- **Task description**
Take the entries below and write them out exactly, with each picture removed.

########

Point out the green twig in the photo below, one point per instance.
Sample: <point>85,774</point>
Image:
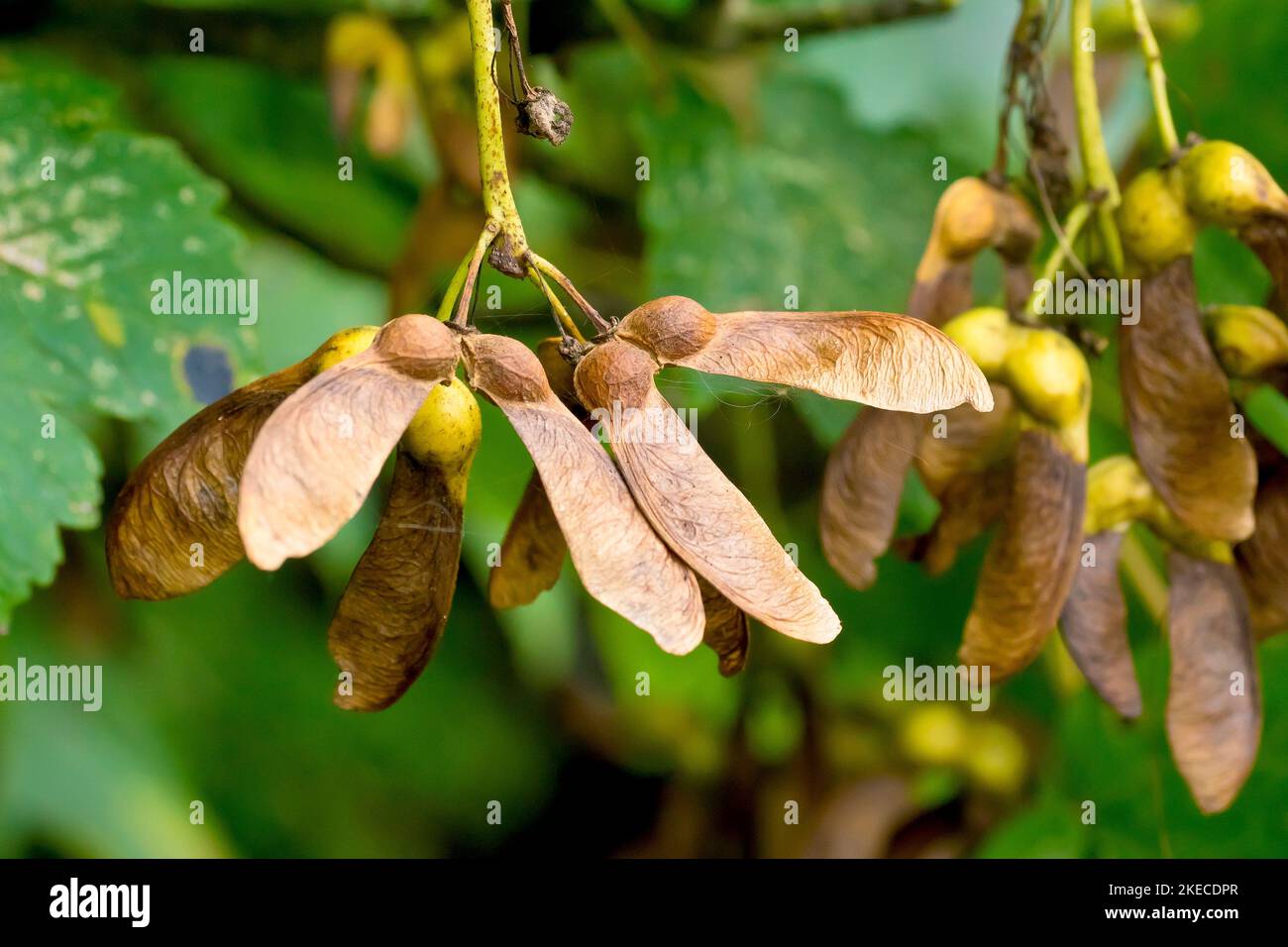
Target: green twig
<point>1157,77</point>
<point>1102,183</point>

########

- **Exercise answer**
Point out the green twig in the photo below, one point per instance.
Sample: <point>85,774</point>
Image:
Target: green twig
<point>1157,77</point>
<point>1102,183</point>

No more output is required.